Your reply should consist of the entries, copied exactly and stripped of images.
•••••
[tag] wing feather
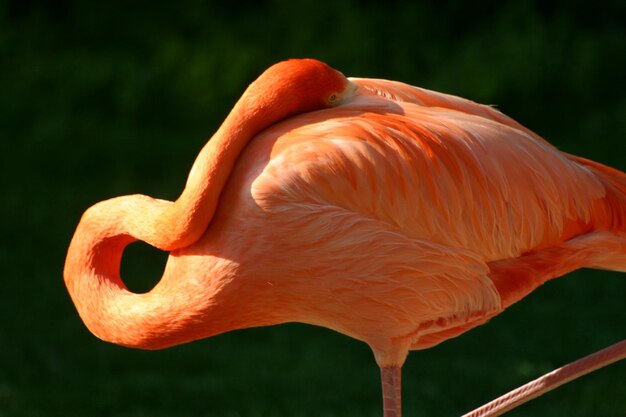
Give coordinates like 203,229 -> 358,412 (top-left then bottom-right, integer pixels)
251,90 -> 605,261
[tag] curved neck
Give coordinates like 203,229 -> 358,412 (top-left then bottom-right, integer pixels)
103,59 -> 354,252
63,198 -> 239,349
133,83 -> 287,251
64,59 -> 353,348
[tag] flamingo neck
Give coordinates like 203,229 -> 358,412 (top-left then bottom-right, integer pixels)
63,89 -> 282,347
64,200 -> 242,349
64,58 -> 355,349
133,84 -> 289,252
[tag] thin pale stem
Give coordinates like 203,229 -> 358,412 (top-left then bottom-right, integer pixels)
381,366 -> 402,417
462,339 -> 626,417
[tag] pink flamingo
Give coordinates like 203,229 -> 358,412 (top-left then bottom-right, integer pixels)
64,59 -> 626,416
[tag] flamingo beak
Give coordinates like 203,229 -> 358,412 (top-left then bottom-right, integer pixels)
335,80 -> 359,106
346,79 -> 360,98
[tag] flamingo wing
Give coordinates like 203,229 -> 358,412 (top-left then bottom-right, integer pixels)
249,85 -> 606,260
•••••
◆ **Response box**
[tag] wing feather
Give coordinates like 203,229 -> 358,412 (top-left then bottom-right, integer pixels)
251,90 -> 605,261
[tag] curved neck
Give coordinates like 203,229 -> 358,412 (top-left then bottom-right, integer pixels)
103,59 -> 354,252
63,198 -> 239,349
133,83 -> 287,251
64,59 -> 353,348
[tag] flamingo neck
Give coordinates like 203,229 -> 358,412 (top-left then bottom-right, integer pixels)
63,89 -> 282,347
64,200 -> 242,349
64,58 -> 355,349
133,84 -> 289,252
[tag] thin pale stem
Give coordinates like 203,229 -> 358,412 (top-left then bottom-right, integer pixels)
381,366 -> 402,417
462,339 -> 626,417
[tag] pink flamingo
Give coordinates like 203,229 -> 358,412 (top-left then bottom-right, integer pixels)
64,59 -> 626,416
[tag] flamingo beak
Give coordinates like 203,229 -> 358,412 (top-left then bottom-right, integer pixels)
335,80 -> 359,106
346,79 -> 360,98
[tag] flamingo wing
Give coordinates like 203,229 -> 358,412 (top-left then bottom-right, integer pixels)
249,85 -> 606,260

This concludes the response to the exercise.